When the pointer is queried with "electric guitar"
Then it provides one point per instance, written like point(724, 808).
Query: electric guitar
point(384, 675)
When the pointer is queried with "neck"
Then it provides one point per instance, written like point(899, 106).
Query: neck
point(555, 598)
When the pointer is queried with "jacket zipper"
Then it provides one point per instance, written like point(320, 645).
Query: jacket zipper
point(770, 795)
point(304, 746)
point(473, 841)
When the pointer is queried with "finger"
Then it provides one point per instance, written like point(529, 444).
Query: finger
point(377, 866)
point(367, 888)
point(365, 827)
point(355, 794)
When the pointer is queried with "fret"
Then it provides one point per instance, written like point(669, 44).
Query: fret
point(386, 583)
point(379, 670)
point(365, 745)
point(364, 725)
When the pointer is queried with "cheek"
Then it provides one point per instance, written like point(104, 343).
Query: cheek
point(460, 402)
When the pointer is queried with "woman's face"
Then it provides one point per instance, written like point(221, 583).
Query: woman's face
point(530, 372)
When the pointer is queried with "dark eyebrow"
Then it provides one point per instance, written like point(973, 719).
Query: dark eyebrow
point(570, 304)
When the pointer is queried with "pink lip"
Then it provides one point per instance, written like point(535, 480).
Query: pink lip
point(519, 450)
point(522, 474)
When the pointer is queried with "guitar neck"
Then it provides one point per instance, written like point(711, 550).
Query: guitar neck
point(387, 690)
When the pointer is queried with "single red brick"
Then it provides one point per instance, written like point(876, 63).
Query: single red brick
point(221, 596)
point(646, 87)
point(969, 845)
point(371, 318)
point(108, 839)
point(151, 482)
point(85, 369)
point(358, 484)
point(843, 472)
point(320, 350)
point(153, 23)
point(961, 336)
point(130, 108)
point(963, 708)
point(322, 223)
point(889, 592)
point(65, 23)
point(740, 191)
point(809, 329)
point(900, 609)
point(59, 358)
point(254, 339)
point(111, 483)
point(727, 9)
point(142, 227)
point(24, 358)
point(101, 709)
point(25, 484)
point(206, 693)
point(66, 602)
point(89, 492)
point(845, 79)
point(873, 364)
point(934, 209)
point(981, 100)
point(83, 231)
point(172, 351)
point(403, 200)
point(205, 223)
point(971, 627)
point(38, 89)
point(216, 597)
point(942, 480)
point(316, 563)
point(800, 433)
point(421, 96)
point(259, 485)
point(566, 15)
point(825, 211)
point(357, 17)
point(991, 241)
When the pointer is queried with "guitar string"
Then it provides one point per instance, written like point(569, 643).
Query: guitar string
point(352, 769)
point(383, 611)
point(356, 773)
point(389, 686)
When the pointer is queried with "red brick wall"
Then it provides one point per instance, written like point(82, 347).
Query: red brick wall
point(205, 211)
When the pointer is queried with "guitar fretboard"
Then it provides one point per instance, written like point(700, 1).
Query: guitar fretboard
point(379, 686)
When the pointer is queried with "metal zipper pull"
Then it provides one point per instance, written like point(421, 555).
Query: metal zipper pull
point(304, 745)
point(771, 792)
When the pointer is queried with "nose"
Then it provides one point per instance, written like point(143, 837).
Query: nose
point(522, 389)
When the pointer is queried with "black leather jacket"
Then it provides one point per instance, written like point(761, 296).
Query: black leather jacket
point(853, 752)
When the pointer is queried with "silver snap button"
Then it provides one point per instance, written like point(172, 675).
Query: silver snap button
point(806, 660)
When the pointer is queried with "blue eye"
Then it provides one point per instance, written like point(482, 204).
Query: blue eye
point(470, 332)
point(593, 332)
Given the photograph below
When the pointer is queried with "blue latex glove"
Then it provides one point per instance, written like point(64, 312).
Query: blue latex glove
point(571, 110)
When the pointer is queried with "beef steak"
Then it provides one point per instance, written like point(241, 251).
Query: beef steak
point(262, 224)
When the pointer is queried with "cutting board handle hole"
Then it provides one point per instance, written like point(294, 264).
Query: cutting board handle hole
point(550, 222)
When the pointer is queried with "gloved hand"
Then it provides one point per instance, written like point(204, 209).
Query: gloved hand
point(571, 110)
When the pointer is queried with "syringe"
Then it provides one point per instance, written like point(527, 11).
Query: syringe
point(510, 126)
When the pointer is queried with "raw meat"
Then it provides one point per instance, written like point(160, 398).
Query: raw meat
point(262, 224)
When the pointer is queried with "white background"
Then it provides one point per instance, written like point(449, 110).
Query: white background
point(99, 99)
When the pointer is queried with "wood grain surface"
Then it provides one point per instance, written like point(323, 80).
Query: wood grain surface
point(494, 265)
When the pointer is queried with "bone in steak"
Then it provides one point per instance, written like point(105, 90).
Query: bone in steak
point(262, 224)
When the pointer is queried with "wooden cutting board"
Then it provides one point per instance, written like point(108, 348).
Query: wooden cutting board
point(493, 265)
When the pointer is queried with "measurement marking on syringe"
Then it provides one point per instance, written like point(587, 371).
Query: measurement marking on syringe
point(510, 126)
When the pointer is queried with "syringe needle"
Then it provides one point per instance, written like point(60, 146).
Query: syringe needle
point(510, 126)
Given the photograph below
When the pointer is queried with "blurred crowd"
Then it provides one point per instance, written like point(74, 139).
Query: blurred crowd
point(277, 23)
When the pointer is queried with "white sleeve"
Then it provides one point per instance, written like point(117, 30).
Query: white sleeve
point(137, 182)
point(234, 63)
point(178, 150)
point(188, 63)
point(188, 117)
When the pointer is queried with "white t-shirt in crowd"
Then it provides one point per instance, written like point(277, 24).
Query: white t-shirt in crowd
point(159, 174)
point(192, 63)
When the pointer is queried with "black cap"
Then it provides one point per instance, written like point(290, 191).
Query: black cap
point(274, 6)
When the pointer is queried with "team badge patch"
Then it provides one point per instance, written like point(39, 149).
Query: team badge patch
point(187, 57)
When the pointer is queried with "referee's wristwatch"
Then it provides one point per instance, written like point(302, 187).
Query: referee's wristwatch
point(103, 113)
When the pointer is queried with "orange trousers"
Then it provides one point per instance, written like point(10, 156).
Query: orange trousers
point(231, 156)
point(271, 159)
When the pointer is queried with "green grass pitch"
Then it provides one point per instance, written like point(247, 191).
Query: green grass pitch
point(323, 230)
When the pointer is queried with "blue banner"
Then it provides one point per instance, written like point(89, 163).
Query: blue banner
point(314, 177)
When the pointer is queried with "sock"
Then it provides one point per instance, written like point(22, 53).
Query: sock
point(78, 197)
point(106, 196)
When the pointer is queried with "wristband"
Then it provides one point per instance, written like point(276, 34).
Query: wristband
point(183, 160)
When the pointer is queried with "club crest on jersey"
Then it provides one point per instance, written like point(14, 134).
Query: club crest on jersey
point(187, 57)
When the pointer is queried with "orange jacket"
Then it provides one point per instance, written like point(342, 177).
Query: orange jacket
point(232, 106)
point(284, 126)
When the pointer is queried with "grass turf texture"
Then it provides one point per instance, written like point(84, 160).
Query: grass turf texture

* * *

▸ **Aim of the task**
Print every entry exactly as it appears.

▸ **Solution**
When the pointer is queried with "electric guitar"
Then it provides one point per instance, written like point(724, 808).
Query: electric guitar
point(384, 675)
When the pointer is queried with "neck"
Then it provides one point per instance, written like point(899, 106).
Query: neck
point(555, 598)
When the pointer is queried with "jacket zipper"
Then it provides one point per instance, written like point(320, 645).
Query: jacket zipper
point(770, 795)
point(304, 746)
point(473, 841)
When the pointer is queried with "finger"
Then it provides one point per instance, written like point(529, 444).
Query: finger
point(377, 866)
point(367, 888)
point(365, 827)
point(355, 794)
When the pointer is queried with "fret"
Then it provides one point per instance, written like point(669, 44).
Query: fret
point(386, 583)
point(379, 670)
point(365, 745)
point(364, 725)
When the pointer is queried with "cheek"
Then it provides one point per instance, written like point(104, 343).
Query: cheek
point(460, 402)
When the pointer is queried with "woman's face"
Then it provides one point per instance, written like point(221, 583).
Query: woman's face
point(530, 372)
When the pointer is queried with "dark eyebrow"
Then it provides one point per instance, written like point(973, 719).
Query: dark eyebrow
point(570, 304)
When the pointer is queried with "pink lip"
Then it provides one point per instance, written like point(535, 480).
Query: pink lip
point(519, 450)
point(522, 474)
When the pointer is queried with "guitar neck"
Then it provides one point per instance, written like point(711, 550).
Query: guitar neck
point(387, 690)
When the pointer is queried with "single red brick"
Then it provides one point per instance, written like point(876, 63).
Query: single red brick
point(221, 596)
point(646, 87)
point(969, 845)
point(371, 318)
point(108, 839)
point(151, 482)
point(85, 369)
point(358, 484)
point(843, 472)
point(320, 350)
point(153, 23)
point(961, 336)
point(130, 108)
point(963, 708)
point(322, 223)
point(889, 592)
point(65, 23)
point(740, 191)
point(809, 329)
point(900, 609)
point(59, 358)
point(254, 339)
point(111, 483)
point(727, 9)
point(142, 227)
point(24, 358)
point(101, 709)
point(25, 484)
point(206, 693)
point(66, 602)
point(89, 492)
point(845, 79)
point(873, 364)
point(934, 209)
point(981, 100)
point(83, 231)
point(172, 351)
point(403, 200)
point(205, 223)
point(971, 627)
point(38, 89)
point(216, 597)
point(942, 480)
point(316, 563)
point(800, 433)
point(421, 96)
point(259, 485)
point(566, 15)
point(825, 211)
point(357, 17)
point(991, 241)
When the pointer is queried with "guitar string"
Then it provides one point per instance, written like point(569, 643).
Query: guitar string
point(352, 769)
point(383, 611)
point(356, 773)
point(389, 686)
When the pointer is queried with "red brick wall"
Then it provides one point per instance, written like point(82, 347).
Query: red brick wall
point(205, 211)
When the pointer is queried with "guitar fretboard"
Then it provides one point per instance, written like point(700, 1).
Query: guitar fretboard
point(379, 686)
When the pointer is queried with "metal zipper pull"
Then it provides one point per instance, written like point(421, 555).
Query: metal zipper pull
point(304, 745)
point(771, 792)
When the pointer is queried with "nose"
Then it provides one point per instance, written like point(143, 837).
Query: nose
point(522, 389)
When the pointer is queried with "black leather jacket"
Then it provides one point per instance, written like point(761, 296).
Query: black leather jacket
point(853, 752)
When the pointer is queried with "silver snap button"
Then it provides one point per instance, written like point(172, 675).
Query: silver snap button
point(806, 660)
When the pointer is queried with "blue eye"
Then it provides one point per instance, written like point(482, 204).
Query: blue eye
point(470, 332)
point(593, 332)
Given the photograph below
When the pointer is queried with "blue latex glove"
Then it provides one point per instance, written like point(64, 312).
Query: blue latex glove
point(571, 110)
When the pointer is queried with "beef steak"
Then it provides one point per instance, written like point(241, 251).
Query: beef steak
point(262, 224)
When the pointer is queried with "cutting board handle hole"
Then it provides one point per instance, written like point(294, 264).
Query: cutting board handle hole
point(550, 222)
When the pointer is queried with "gloved hand"
Then it provides one point per instance, written like point(204, 209).
Query: gloved hand
point(571, 110)
When the pointer is queried with "syringe"
Then it provides one point per instance, written like point(527, 11).
Query: syringe
point(510, 126)
When the pointer is queried with "raw meat"
Then it provides one point per instance, written like point(160, 398).
Query: raw meat
point(262, 224)
When the pointer is queried with "white background"
Then it provides one point per instance, written like point(449, 110).
Query: white background
point(99, 99)
When the pointer is queried with "wood grain surface"
Then it provides one point per instance, written like point(323, 80).
Query: wood grain surface
point(494, 265)
When the pointer is queried with "bone in steak"
Then it provides one point per instance, written like point(105, 90).
Query: bone in steak
point(262, 224)
When the pointer is queried with "wooden cutting board"
Then it provides one point per instance, written like point(108, 348).
Query: wooden cutting board
point(493, 265)
When the pointer is queried with "measurement marking on syringe"
Then it provides one point per instance, written like point(587, 371).
Query: measurement marking on syringe
point(510, 126)
When the pointer is queried with "syringe needle"
Then it provides one point per instance, written like point(60, 146).
Query: syringe needle
point(510, 126)
Given the photograph below
When the pointer is queried with "blurred crowd"
Then it provides one point per instance, written like point(74, 139).
Query: blurred crowd
point(277, 23)
When the pointer is queried with "white sleeve"
Then it provides one point per instance, written like point(117, 30).
Query: white sleeve
point(137, 182)
point(234, 63)
point(178, 150)
point(188, 63)
point(188, 117)
When the pointer is queried with "white t-shirt in crowd"
Then it provides one point per instance, written like point(277, 24).
Query: white t-shirt in crowd
point(159, 174)
point(192, 63)
When the pointer is queried with "black cap"
Then it provides one point per instance, written like point(290, 191).
Query: black cap
point(274, 6)
When the pointer is queried with "team badge patch"
Then it provides one point per instance, written like point(39, 149).
Query: team badge patch
point(187, 57)
When the pointer is queried with "referee's wristwatch"
Then it provides one point per instance, written like point(302, 187).
Query: referee's wristwatch
point(103, 113)
When the pointer is queried with "orange trousers"
Then it provides one point per instance, written like point(10, 156).
Query: orange trousers
point(231, 156)
point(271, 159)
When the pointer is queried with "green grass pitch"
Then it provides one point per instance, written like point(247, 191).
Query: green grass pitch
point(323, 230)
When the pointer is queried with "blue banner"
Then it provides one point per instance, written like point(89, 163).
Query: blue banner
point(314, 177)
When the pointer is queried with "sock"
Then it provides one point per instance, written like point(22, 53).
Query: sock
point(78, 197)
point(106, 196)
When the pointer is queried with "wristband"
Then it provides one point per instance, written like point(276, 34).
Query: wristband
point(183, 160)
When the pointer is queried with "club crest on jersey"
Then it provides one point per instance, written like point(14, 134).
Query: club crest on jersey
point(187, 57)
When the pointer is queried with "orange jacket"
Then it provides one point per instance, written like point(342, 177).
Query: orange jacket
point(232, 106)
point(284, 126)
When the pointer is queried with "grass turf texture"
Then it provides one point per instance, written like point(84, 160).
Query: grass turf texture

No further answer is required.